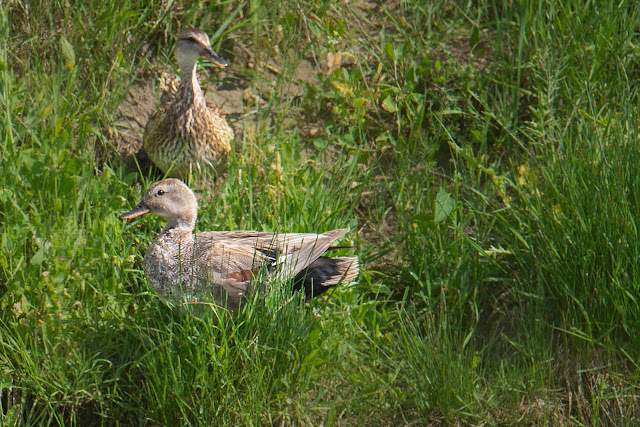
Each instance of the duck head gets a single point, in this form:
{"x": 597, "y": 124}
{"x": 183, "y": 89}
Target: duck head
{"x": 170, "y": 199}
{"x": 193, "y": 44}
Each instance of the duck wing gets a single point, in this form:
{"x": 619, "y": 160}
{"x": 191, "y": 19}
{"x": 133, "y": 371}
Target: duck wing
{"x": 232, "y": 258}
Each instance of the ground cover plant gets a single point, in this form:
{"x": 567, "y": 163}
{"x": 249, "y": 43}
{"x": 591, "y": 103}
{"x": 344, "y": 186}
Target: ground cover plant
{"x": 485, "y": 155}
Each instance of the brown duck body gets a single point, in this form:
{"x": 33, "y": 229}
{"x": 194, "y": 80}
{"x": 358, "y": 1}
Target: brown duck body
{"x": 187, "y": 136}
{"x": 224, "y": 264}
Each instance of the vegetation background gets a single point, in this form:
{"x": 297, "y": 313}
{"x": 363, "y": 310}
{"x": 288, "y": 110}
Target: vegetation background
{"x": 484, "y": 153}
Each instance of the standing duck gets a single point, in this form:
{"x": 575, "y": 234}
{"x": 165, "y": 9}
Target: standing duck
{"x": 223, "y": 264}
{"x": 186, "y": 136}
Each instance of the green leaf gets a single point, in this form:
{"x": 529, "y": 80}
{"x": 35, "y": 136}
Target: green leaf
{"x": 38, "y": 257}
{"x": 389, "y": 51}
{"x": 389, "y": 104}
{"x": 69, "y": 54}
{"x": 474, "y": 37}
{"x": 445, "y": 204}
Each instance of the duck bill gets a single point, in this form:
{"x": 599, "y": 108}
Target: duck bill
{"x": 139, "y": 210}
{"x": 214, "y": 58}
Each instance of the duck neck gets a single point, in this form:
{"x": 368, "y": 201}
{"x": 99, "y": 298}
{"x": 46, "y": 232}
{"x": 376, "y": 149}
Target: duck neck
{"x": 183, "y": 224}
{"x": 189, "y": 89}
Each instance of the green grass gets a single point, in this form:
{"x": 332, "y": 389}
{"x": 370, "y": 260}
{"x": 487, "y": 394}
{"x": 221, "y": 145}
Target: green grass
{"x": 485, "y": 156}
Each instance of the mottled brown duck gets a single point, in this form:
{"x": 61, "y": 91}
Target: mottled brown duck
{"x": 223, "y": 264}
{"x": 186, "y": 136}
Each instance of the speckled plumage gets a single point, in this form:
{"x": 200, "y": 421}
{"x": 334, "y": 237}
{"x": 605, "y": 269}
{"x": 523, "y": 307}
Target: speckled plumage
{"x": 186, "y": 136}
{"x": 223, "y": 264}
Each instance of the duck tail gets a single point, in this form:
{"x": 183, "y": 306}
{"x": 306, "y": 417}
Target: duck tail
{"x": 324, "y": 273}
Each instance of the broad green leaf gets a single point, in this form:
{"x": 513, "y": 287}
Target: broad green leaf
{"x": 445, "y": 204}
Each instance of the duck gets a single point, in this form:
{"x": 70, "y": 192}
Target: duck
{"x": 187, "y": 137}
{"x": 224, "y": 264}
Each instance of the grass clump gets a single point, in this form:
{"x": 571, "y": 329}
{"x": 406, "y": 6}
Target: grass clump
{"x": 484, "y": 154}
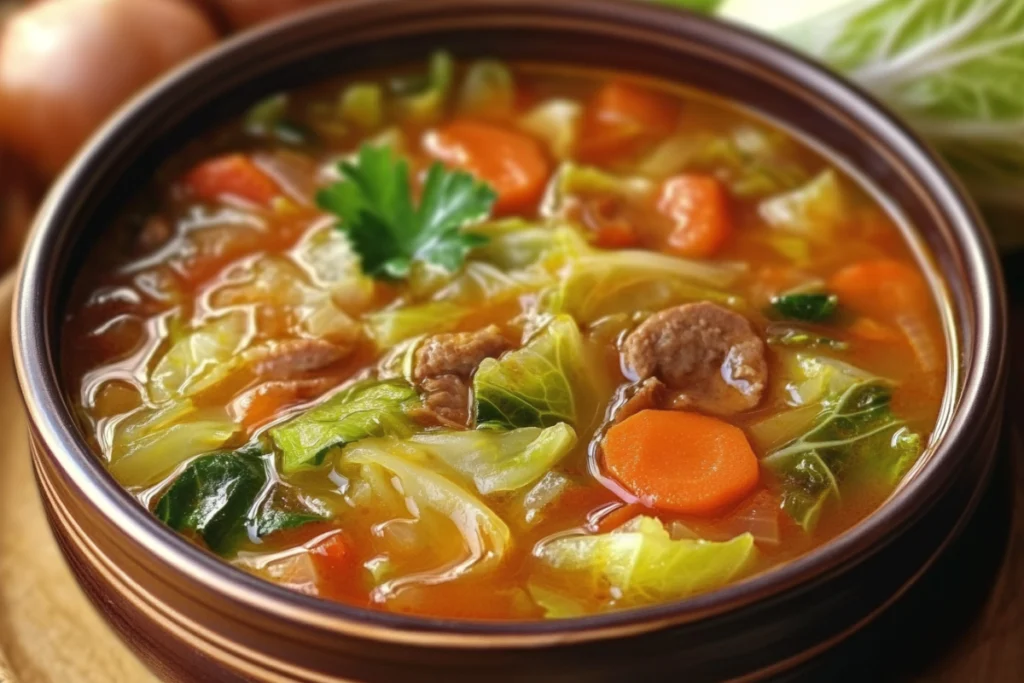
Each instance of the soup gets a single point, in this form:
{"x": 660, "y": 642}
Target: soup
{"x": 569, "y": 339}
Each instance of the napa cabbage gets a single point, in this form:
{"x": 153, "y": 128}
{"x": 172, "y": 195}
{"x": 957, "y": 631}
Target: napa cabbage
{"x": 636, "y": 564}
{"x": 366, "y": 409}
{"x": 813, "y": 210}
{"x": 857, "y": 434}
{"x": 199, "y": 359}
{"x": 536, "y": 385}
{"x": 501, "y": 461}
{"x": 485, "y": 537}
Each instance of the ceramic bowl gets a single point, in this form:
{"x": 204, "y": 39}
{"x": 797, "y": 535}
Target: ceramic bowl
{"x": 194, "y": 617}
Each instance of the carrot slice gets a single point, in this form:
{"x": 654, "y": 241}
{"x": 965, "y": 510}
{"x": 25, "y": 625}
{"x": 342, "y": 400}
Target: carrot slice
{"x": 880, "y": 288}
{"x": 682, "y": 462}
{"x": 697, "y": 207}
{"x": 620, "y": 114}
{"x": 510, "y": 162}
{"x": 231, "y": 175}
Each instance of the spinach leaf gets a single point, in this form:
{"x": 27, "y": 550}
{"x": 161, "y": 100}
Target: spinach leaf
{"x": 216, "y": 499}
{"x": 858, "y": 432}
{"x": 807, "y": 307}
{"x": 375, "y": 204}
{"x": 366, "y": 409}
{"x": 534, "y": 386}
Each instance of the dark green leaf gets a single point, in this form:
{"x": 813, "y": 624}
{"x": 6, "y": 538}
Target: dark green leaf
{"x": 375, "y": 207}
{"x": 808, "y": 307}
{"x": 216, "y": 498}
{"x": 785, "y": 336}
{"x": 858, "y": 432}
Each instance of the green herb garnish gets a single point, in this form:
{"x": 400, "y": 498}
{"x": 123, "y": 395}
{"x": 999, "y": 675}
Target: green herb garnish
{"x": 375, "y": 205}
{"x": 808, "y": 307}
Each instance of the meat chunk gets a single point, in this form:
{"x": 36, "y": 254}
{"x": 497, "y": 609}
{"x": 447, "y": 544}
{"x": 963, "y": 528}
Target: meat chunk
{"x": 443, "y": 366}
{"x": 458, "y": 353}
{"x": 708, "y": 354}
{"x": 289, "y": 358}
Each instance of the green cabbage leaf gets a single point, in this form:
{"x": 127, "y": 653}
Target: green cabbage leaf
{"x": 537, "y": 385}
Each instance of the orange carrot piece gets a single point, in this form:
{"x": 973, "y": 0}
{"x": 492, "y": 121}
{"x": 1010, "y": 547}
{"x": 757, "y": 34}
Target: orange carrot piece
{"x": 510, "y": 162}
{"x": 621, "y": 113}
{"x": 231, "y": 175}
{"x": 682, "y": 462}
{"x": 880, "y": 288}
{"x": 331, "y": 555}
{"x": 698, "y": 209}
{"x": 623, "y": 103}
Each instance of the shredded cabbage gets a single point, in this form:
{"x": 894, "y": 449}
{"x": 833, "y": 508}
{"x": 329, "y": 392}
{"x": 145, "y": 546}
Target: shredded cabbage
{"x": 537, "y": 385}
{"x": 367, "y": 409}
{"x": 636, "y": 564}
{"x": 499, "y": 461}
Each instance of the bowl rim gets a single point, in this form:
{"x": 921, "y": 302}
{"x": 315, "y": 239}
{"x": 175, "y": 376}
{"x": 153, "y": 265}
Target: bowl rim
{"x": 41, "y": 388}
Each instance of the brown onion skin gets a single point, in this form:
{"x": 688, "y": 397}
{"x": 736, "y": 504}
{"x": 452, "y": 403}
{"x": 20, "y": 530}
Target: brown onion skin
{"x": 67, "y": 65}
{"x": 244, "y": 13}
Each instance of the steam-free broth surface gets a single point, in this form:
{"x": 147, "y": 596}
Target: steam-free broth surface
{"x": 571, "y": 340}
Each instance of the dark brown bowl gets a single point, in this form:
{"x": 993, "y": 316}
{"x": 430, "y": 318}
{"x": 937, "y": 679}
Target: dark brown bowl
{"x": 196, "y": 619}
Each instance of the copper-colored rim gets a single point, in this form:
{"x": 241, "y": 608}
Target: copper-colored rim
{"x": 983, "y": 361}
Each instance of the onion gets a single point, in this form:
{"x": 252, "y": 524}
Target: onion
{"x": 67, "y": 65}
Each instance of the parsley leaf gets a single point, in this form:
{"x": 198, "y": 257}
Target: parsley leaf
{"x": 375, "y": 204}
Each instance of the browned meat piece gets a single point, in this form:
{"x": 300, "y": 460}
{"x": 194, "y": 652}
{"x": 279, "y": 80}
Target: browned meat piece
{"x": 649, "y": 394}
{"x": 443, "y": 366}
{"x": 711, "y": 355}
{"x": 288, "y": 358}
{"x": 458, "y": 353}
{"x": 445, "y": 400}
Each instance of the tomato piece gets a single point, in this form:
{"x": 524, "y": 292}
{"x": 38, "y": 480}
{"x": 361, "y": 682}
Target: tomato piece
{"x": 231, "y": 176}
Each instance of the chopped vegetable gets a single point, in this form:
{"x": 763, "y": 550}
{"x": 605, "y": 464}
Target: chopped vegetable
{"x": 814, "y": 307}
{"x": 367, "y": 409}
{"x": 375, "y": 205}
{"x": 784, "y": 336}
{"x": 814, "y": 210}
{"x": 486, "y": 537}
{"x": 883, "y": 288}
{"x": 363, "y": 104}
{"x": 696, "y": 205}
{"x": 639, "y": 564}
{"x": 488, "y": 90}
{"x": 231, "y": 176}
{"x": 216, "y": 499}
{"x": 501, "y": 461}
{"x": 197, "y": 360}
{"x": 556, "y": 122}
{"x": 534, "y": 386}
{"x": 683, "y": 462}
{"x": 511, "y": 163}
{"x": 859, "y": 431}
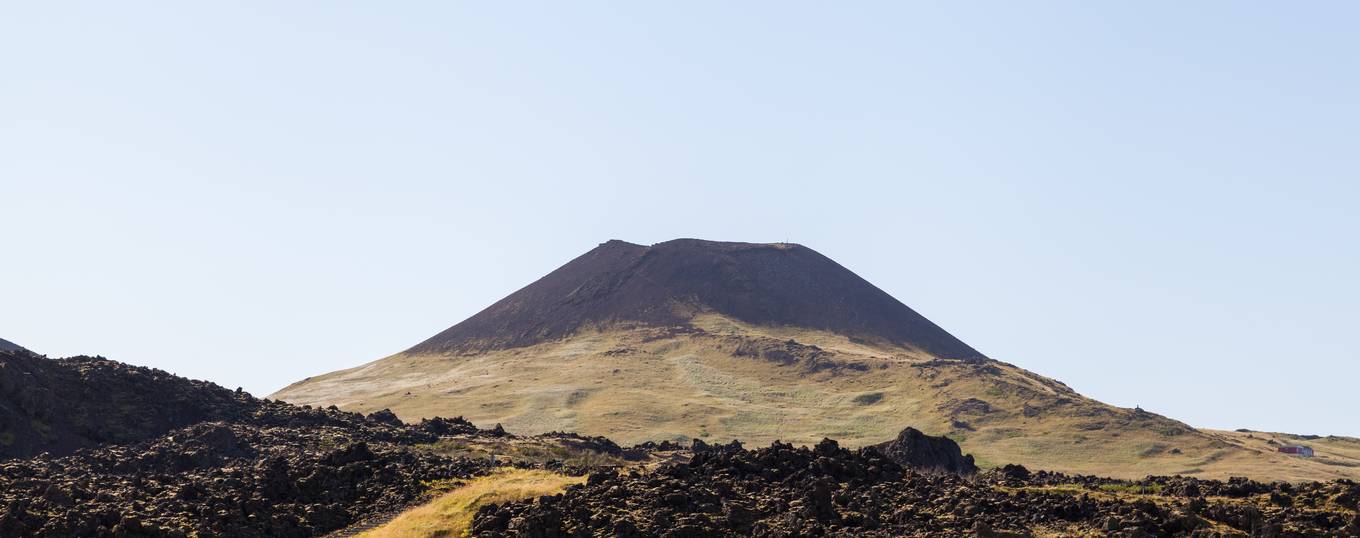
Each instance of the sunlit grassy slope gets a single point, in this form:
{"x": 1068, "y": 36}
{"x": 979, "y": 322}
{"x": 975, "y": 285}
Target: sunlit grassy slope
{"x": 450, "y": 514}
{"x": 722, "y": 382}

§ **What is asked**:
Format the part of the rows that opens with the line containing "Each instance of the chopped" and closes with the last line of the rows, both ends included, as a JSON list of strings with one string per line. Omit blank lines and leave out the pictures.

§ **Expected answer**:
[
  "Each instance of the chopped vegetable gets a single point, in this form:",
  "{\"x\": 763, \"y\": 550}",
  "{\"x\": 605, \"y\": 464}",
  "Target: chopped vegetable",
  "{\"x\": 814, \"y\": 307}",
  "{\"x\": 367, \"y\": 409}",
  "{\"x\": 375, \"y\": 205}",
  "{\"x\": 784, \"y\": 336}",
  "{\"x\": 814, \"y\": 210}",
  "{\"x\": 486, \"y\": 537}",
  "{\"x\": 883, \"y\": 288}",
  "{\"x\": 363, \"y\": 104}",
  "{\"x\": 696, \"y\": 205}",
  "{\"x\": 639, \"y\": 564}",
  "{\"x\": 488, \"y\": 90}",
  "{\"x\": 231, \"y\": 176}",
  "{\"x\": 216, \"y\": 499}",
  "{\"x\": 501, \"y\": 461}",
  "{\"x\": 197, \"y\": 360}",
  "{\"x\": 556, \"y\": 122}",
  "{\"x\": 534, \"y\": 386}",
  "{\"x\": 683, \"y\": 462}",
  "{\"x\": 511, \"y\": 163}",
  "{\"x\": 859, \"y\": 431}",
  "Each instance of the sunlit grassy slope gets a single point, in this form:",
  "{\"x\": 1068, \"y\": 36}",
  "{\"x\": 979, \"y\": 322}",
  "{\"x\": 975, \"y\": 285}",
  "Target: sunlit grassy slope",
  "{\"x\": 450, \"y\": 514}",
  "{\"x\": 722, \"y\": 382}"
]